= Consigne =
Mettez l'ensemble des entrées ci-dessous sous forme de liste numérotée, en omettant les lignes vides.

***** Données enregistrées *****

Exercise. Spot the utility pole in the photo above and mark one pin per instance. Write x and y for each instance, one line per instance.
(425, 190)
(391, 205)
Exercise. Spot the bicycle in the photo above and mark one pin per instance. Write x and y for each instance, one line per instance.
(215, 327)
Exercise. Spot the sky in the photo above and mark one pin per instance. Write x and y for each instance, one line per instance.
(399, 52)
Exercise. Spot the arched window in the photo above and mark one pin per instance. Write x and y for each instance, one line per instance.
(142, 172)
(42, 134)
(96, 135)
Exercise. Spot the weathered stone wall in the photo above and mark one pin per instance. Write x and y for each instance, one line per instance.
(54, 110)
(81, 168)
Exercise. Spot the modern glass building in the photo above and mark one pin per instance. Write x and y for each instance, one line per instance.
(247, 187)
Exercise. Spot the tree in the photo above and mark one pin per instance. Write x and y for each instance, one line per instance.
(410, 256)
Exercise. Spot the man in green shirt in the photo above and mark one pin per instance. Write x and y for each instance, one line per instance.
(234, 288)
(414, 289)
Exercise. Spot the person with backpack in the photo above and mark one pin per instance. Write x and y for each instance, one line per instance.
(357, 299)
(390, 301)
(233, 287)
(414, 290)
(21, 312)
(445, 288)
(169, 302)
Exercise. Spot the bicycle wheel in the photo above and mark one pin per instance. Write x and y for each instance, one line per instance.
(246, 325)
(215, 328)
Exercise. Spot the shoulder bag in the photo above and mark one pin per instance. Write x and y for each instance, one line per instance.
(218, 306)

*****

= Corrigé =
1. Exercise. Spot the utility pole in the photo above and mark one pin per instance. Write x and y for each instance, one line per instance.
2. (425, 190)
3. (391, 205)
4. Exercise. Spot the bicycle in the photo above and mark one pin per instance. Write x and y for each instance, one line per instance.
5. (215, 327)
6. Exercise. Spot the sky in the photo above and mark one pin per instance. Write x and y for each instance, one line per instance.
7. (399, 52)
8. Exercise. Spot the arched window in the photo above and mark one pin per instance. Write x and y for each instance, one line per instance.
9. (142, 172)
10. (42, 134)
11. (96, 135)
12. Exercise. Spot the weathered stone wall in the photo above and mark one pin per instance. Write x and y for each instance, one line per instance.
13. (54, 110)
14. (81, 168)
15. Exercise. Spot the modern glass building in the photo above and mark one pin per instance. Write x and y for each instance, one line per instance.
16. (247, 187)
17. Exercise. Spot the tree in the photo above and mark one pin per instance. Write x and y for each instance, one line per instance.
18. (410, 256)
19. Exercise. Spot the man in green shirt in the photo above and mark one pin per instance. Write x and y for each instance, one line per instance.
20. (234, 288)
21. (414, 289)
22. Exercise. Spot the person with backpack in the photo above and mark one pin per instance. Write x and y for each instance, one line per instance.
23. (357, 299)
24. (390, 301)
25. (233, 287)
26. (414, 290)
27. (21, 312)
28. (445, 288)
29. (169, 302)
30. Exercise. Spot the bicycle wheel in the photo above and mark one pin per instance. Write x and y for each instance, one line per instance.
31. (246, 325)
32. (215, 328)
33. Exercise. Spot the shoulder bag in the photo above and mark one pin per instance. Write x and y for each instance, one line per instance.
34. (218, 306)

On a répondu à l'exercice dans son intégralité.